(A run of records)
+===+

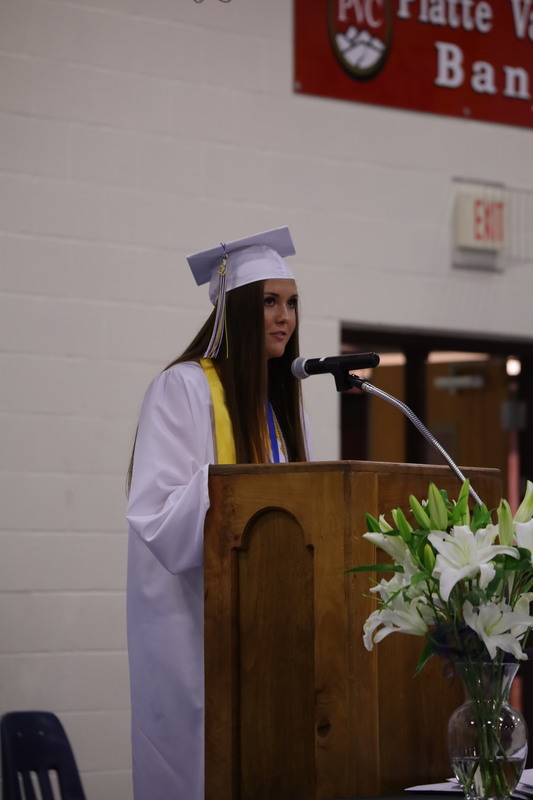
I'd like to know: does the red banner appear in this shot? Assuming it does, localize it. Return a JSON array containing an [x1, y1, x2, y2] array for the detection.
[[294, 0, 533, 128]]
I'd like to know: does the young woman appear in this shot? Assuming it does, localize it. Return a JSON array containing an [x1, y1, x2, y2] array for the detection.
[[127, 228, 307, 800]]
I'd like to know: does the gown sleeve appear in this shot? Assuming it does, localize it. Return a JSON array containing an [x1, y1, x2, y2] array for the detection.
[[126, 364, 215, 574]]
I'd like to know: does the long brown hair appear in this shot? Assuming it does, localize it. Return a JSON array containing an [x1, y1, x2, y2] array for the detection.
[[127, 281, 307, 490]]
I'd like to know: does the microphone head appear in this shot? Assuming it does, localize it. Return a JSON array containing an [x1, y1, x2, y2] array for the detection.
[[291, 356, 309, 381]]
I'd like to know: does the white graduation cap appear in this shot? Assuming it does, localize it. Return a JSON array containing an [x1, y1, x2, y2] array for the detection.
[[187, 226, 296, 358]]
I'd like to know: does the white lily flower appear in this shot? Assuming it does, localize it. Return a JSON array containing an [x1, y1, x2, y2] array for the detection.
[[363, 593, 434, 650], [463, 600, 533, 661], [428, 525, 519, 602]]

+===+

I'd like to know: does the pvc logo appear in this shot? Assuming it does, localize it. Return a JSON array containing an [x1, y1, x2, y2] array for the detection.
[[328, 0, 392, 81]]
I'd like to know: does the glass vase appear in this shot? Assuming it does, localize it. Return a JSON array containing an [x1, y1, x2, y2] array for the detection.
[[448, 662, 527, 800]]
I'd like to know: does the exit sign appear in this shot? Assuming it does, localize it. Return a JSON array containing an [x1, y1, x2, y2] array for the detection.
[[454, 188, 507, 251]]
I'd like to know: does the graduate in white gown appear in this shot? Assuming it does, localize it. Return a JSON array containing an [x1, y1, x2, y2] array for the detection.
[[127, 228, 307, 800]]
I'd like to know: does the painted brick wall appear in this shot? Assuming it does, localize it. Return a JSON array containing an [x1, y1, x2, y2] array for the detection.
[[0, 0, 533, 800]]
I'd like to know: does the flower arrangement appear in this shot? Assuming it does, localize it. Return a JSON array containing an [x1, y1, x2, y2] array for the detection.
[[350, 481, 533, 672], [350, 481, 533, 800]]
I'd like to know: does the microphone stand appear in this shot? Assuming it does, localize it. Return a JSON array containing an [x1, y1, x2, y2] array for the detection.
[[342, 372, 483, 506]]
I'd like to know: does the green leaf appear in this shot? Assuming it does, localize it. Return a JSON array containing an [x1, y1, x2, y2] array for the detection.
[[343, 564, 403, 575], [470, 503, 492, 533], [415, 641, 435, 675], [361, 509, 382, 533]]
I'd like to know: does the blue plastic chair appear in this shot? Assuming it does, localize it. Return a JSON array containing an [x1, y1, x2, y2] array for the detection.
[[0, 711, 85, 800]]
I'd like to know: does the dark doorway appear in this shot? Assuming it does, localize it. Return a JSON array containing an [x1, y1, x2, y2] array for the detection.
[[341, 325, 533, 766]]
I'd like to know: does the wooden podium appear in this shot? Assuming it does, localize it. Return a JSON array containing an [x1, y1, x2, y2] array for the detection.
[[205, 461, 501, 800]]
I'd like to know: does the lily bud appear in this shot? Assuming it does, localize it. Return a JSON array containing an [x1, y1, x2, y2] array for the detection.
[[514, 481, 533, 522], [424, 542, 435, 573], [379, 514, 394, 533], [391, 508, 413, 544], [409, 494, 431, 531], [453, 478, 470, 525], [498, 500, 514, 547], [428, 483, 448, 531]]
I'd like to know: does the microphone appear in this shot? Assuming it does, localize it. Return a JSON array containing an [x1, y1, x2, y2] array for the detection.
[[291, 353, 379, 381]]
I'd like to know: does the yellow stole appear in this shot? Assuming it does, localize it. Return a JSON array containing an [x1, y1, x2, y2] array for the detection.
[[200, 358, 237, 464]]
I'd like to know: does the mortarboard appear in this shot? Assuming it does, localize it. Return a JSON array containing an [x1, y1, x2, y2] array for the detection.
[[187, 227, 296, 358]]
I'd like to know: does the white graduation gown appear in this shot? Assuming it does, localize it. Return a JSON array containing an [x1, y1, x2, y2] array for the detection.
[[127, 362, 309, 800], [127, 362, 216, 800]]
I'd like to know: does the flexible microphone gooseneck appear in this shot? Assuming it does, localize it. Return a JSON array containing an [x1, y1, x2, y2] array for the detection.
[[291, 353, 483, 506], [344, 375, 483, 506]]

+===+

- [Written problem]
Rewrite the stretch from the line containing "I'd like to know: does the red" through the line containing "525, 519, 602]]", swapping "localize" for "locate" wherever it occurs and keeping everything else the same.

- [Result of this task]
I'd like to know: does the red banner appear in this shot? Assuming it does, locate it. Return a JSON array containing an [x1, y1, x2, y2] array for the detection.
[[294, 0, 533, 128]]
I'd like to know: does the young woman appear in this shot? Assuming it does, locate it. Return a JSON array containing an [x1, y1, x2, y2] array for the detection.
[[127, 228, 307, 800]]
I'd like to know: does the gown sleeve appear in this shot? Assuming it does, locate it. Return a JSON array containing an [x1, y1, x2, y2] array for the detection.
[[126, 364, 215, 574]]
I'd like to know: does the long brown hair appear in this shot? Assuming it does, locate it. Return a JSON array containing an [x1, y1, x2, y2] array for the detection.
[[127, 281, 307, 490]]
I'd like to know: does the microphone head appear in this shot? Assuming it does, locate it. Return a JSON array containing an [x1, y1, x2, y2] array for the detection.
[[291, 356, 309, 381]]
I'd like to know: does the white graduation cap appear in this shot? Assuming it does, locate it. Return a JSON array containing an [x1, y1, x2, y2] array for the detection.
[[187, 226, 296, 358]]
I'd like to know: does the white lily flower appear in this shot? Assuming it does, locate it. Return a JSON array containing an [x1, y1, x2, y2] array for the detection.
[[363, 593, 434, 650], [463, 600, 533, 661], [428, 525, 519, 602]]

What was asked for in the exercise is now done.